Task directions: Each entry below is to be written out exactly, and the pictures are to be left out.

Supplied records:
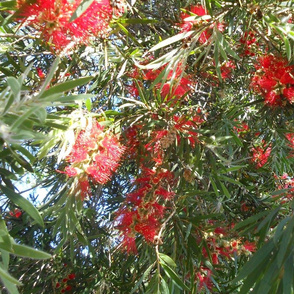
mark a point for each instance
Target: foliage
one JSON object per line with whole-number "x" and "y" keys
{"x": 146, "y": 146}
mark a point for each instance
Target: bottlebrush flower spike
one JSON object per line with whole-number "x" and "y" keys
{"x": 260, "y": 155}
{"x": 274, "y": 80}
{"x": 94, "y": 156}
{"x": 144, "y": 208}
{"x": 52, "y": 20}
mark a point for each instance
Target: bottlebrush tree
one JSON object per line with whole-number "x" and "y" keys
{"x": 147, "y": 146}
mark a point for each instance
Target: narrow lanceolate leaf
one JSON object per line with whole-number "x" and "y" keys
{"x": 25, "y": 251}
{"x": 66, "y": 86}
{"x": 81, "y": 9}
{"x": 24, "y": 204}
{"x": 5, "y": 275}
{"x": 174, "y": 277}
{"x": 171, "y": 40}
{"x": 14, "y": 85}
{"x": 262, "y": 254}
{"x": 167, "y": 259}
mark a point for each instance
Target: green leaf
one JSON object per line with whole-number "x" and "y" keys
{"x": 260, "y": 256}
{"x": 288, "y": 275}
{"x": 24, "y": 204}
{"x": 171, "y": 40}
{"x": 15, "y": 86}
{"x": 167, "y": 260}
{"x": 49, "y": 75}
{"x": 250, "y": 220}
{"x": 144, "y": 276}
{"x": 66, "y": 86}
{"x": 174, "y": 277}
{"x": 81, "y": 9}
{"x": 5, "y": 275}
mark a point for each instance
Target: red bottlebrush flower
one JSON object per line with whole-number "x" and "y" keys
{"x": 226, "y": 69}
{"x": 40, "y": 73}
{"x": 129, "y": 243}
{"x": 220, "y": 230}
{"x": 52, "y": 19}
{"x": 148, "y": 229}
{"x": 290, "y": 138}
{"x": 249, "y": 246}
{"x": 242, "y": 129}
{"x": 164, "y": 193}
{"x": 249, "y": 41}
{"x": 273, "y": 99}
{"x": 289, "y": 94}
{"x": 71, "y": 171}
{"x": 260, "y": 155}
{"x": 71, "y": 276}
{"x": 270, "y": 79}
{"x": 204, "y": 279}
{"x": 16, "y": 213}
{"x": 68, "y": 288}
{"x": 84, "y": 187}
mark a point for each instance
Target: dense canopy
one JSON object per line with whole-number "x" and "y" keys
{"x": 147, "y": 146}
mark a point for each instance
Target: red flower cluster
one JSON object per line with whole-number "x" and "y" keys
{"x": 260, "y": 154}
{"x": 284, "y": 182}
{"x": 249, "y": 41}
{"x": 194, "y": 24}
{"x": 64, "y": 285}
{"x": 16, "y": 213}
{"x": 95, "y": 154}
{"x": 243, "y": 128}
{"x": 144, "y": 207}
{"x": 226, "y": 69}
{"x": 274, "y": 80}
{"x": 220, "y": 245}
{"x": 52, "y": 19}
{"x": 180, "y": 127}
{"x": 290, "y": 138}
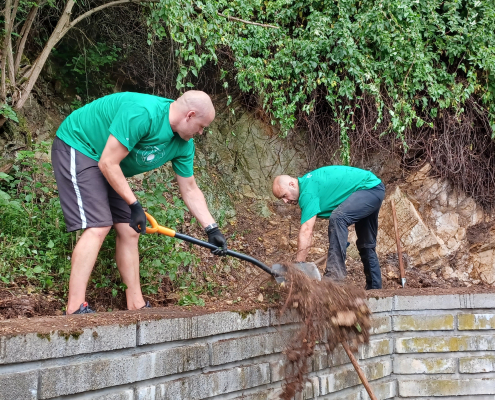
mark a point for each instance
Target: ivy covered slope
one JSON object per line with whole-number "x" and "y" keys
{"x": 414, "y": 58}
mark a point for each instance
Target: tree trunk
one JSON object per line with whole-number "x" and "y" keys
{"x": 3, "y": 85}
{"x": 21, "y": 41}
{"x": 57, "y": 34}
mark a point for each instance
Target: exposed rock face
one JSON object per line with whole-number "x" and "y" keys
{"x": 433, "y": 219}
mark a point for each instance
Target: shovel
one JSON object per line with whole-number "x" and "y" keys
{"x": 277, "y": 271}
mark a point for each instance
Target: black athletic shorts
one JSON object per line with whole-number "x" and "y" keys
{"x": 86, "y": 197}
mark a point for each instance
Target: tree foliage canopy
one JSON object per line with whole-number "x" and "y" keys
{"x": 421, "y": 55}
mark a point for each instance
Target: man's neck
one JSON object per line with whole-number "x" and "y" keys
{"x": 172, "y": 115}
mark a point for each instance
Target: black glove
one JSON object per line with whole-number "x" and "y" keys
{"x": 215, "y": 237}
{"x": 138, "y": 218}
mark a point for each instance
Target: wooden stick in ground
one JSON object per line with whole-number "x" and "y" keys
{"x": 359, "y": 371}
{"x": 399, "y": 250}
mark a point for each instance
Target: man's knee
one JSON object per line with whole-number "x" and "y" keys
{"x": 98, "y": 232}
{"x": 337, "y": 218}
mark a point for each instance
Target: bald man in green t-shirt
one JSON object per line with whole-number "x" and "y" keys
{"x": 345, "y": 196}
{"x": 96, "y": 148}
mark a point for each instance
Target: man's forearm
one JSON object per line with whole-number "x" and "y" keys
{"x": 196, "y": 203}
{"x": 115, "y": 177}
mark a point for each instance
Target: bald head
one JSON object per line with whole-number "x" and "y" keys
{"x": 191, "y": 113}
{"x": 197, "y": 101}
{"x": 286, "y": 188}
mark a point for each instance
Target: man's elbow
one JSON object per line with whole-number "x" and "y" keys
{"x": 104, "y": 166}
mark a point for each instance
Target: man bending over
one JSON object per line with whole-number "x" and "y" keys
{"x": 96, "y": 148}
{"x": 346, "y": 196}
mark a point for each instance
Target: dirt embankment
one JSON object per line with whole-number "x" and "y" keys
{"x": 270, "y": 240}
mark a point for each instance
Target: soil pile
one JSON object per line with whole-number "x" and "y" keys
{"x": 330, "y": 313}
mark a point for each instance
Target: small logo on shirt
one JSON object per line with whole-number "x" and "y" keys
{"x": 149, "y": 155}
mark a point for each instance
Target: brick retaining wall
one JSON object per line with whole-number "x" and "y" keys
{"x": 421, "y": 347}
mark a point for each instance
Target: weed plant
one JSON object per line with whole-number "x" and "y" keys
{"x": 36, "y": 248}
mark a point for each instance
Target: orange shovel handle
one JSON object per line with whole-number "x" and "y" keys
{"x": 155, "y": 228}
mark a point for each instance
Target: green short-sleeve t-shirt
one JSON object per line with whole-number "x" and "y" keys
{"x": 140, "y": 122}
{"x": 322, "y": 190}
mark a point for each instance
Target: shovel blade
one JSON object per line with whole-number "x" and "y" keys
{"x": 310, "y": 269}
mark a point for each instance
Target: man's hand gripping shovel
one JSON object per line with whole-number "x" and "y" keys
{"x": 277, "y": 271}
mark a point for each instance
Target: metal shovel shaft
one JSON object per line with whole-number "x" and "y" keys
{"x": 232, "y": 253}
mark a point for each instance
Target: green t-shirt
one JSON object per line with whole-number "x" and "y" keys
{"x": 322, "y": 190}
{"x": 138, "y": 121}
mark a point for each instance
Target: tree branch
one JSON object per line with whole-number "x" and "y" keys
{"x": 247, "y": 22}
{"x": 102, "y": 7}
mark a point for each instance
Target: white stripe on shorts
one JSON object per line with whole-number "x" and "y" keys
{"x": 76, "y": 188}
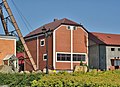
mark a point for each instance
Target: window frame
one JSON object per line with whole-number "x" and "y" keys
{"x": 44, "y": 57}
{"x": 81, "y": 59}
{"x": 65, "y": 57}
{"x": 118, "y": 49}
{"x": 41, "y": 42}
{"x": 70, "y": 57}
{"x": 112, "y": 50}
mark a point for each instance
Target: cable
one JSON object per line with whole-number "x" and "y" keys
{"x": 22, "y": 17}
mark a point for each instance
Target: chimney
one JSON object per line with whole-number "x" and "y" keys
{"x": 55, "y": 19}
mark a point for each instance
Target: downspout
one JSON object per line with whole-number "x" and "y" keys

Finished exercise:
mark a point for each instance
Target: foliage
one JSON object per line with whole-number "x" and "y" keys
{"x": 146, "y": 146}
mark a point for each instance
Target: bottlebrush flower spike
one JSON object per line with whole-number "x" and "y" keys
{"x": 260, "y": 155}
{"x": 274, "y": 80}
{"x": 94, "y": 156}
{"x": 144, "y": 208}
{"x": 52, "y": 20}
mark a point for each instance
Target: bottlebrush tree
one JSON object per line with whole-number "x" and "y" keys
{"x": 147, "y": 146}
mark a point for each instance
Target: narrow lanceolate leaf
one JSON object per line with whole-number "x" and "y" keys
{"x": 25, "y": 251}
{"x": 66, "y": 86}
{"x": 81, "y": 9}
{"x": 24, "y": 204}
{"x": 5, "y": 275}
{"x": 174, "y": 277}
{"x": 171, "y": 40}
{"x": 14, "y": 85}
{"x": 262, "y": 254}
{"x": 167, "y": 259}
mark a point for each instance
Target: green leaf
one JSON object per line with whole-number "x" and "y" keys
{"x": 260, "y": 256}
{"x": 288, "y": 275}
{"x": 24, "y": 204}
{"x": 171, "y": 40}
{"x": 15, "y": 86}
{"x": 167, "y": 260}
{"x": 49, "y": 75}
{"x": 250, "y": 220}
{"x": 144, "y": 276}
{"x": 66, "y": 86}
{"x": 174, "y": 277}
{"x": 81, "y": 9}
{"x": 5, "y": 275}
mark a point for each instance
Target: red bottlebrush flower
one JSON object per line with whole-number "x" and "y" keys
{"x": 226, "y": 69}
{"x": 40, "y": 73}
{"x": 129, "y": 243}
{"x": 220, "y": 230}
{"x": 52, "y": 19}
{"x": 148, "y": 229}
{"x": 290, "y": 138}
{"x": 249, "y": 246}
{"x": 242, "y": 129}
{"x": 164, "y": 193}
{"x": 249, "y": 41}
{"x": 273, "y": 99}
{"x": 289, "y": 94}
{"x": 71, "y": 171}
{"x": 260, "y": 155}
{"x": 71, "y": 276}
{"x": 270, "y": 79}
{"x": 204, "y": 279}
{"x": 16, "y": 213}
{"x": 68, "y": 288}
{"x": 84, "y": 187}
mark a point for each instance
Target: dense canopy
one JSON object per line with whole-number "x" and "y" keys
{"x": 147, "y": 146}
mark a point for each instance
Target: red flower cluster
one JSON object per line with whole-number "x" and "y" keys
{"x": 260, "y": 154}
{"x": 284, "y": 182}
{"x": 249, "y": 41}
{"x": 194, "y": 24}
{"x": 64, "y": 285}
{"x": 16, "y": 213}
{"x": 95, "y": 154}
{"x": 243, "y": 128}
{"x": 144, "y": 207}
{"x": 226, "y": 69}
{"x": 274, "y": 80}
{"x": 220, "y": 245}
{"x": 52, "y": 19}
{"x": 180, "y": 127}
{"x": 290, "y": 138}
mark a point for each instance
Target: ivy covered slope
one JSON object per line with whole-number "x" and "y" keys
{"x": 414, "y": 58}
mark a point for each instance
Target: tree trunk
one JSON object per line with whole-number "x" and "y" keys
{"x": 3, "y": 85}
{"x": 21, "y": 41}
{"x": 57, "y": 34}
mark a point for each instance
Target: exposed rock face
one JSON object per line with whole-number "x" and "y" keys
{"x": 433, "y": 219}
mark a point for each instance
Target: shovel
one JSON object per line with whole-number "x" and "y" keys
{"x": 277, "y": 271}
mark a point for each instance
Target: black athletic shorts
one JSON object per line with whole-number "x" and "y" keys
{"x": 86, "y": 197}
mark a point for each instance
Target: tree foliage canopy
one JSON object per line with whole-number "x" and "y" keys
{"x": 421, "y": 55}
mark a point for each instance
Target: man's neck
one JSON object per line with whole-number "x" and "y" keys
{"x": 172, "y": 115}
mark a point for each instance
Target: black glove
one JSON object per line with whole-number "x" and "y" keys
{"x": 215, "y": 237}
{"x": 138, "y": 218}
mark a point for each instance
Target: wooden stick in ground
one JSON object per line with whole-number "x" and "y" keys
{"x": 359, "y": 371}
{"x": 399, "y": 250}
mark a point for each instance
Target: man's knee
one JSON object per line with whole-number "x" and "y" keys
{"x": 98, "y": 232}
{"x": 337, "y": 218}
mark a point for each instance
Target: bald man in green t-shirt
one JSON object per line with whole-number "x" and "y" keys
{"x": 345, "y": 196}
{"x": 96, "y": 148}
mark a point for each instance
Target: man's forearm
one JSON object per line with whole-number "x" and "y" keys
{"x": 196, "y": 203}
{"x": 115, "y": 177}
mark a point for each instance
Target: bald head
one JSON object per line with whole-number "x" and "y" keys
{"x": 191, "y": 113}
{"x": 197, "y": 101}
{"x": 286, "y": 188}
mark a point for each instance
Target: man's elbow
one JSON object per line with whole-number "x" and "y" keys
{"x": 104, "y": 166}
mark a point for each instance
Target: man bending over
one JSON object per line with whole-number "x" and "y" keys
{"x": 96, "y": 148}
{"x": 346, "y": 196}
mark a point for each instance
Target: dirt embankment
one JSON object per line with whole-number "x" and "y" keys
{"x": 270, "y": 240}
mark a point for each instance
Target: soil pile
one JSON object per line with whole-number "x" and "y" keys
{"x": 330, "y": 313}
mark a point for each instance
Target: small logo on shirt
one JSON object per line with whole-number "x" and "y" keys
{"x": 149, "y": 155}
mark a point for each instance
Target: brick retaining wall
one JSON object per line with whole-number "x" and "y" keys
{"x": 421, "y": 347}
mark a point for each instance
Target: weed plant
one JSON object per line with whole-number "x" and "y" keys
{"x": 36, "y": 248}
mark a point for each instance
Target: orange shovel handle
one JSON object per line with whole-number "x" and "y" keys
{"x": 155, "y": 228}
mark a point for each instance
Target: green short-sleeve t-shirt
one JSON object per line with whole-number "x" and "y" keys
{"x": 140, "y": 122}
{"x": 322, "y": 190}
mark a point for each instance
Target: shovel blade
one JSON object per line with whole-number "x" and "y" keys
{"x": 310, "y": 269}
mark a point for each instance
Target: man's hand gripping shovel
one JSON object per line with whole-number "x" and "y" keys
{"x": 277, "y": 271}
mark a point for each instance
Target: metal shovel shaft
one JSON object per line with whole-number "x" and "y" keys
{"x": 232, "y": 253}
mark a point for each instance
Target: green t-shirt
one JSON object per line with whole-number "x" and "y" keys
{"x": 322, "y": 190}
{"x": 138, "y": 121}
mark a point for each instance
Target: tree branch
one JSON object per line with whole-number "x" and "y" keys
{"x": 247, "y": 22}
{"x": 102, "y": 7}
mark a point for each instance
Target: white stripe on shorts
one JSON object per line with whole-number "x" and "y" keys
{"x": 76, "y": 188}
mark a point for each instance
Target: window frame
one JSON object per line with whole-number "x" and "y" keys
{"x": 44, "y": 57}
{"x": 81, "y": 59}
{"x": 65, "y": 57}
{"x": 118, "y": 49}
{"x": 41, "y": 42}
{"x": 70, "y": 57}
{"x": 112, "y": 50}
mark a point for each instance
Target: cable
one JSON object per line with whole-number "x" and "y" keys
{"x": 22, "y": 17}
mark a point for each instance
Target: chimney
one JSON object per line with whole-number "x" and "y" keys
{"x": 55, "y": 19}
mark a point for each instance
Target: downspout
one JSON object per line with whole-number "x" and "y" keys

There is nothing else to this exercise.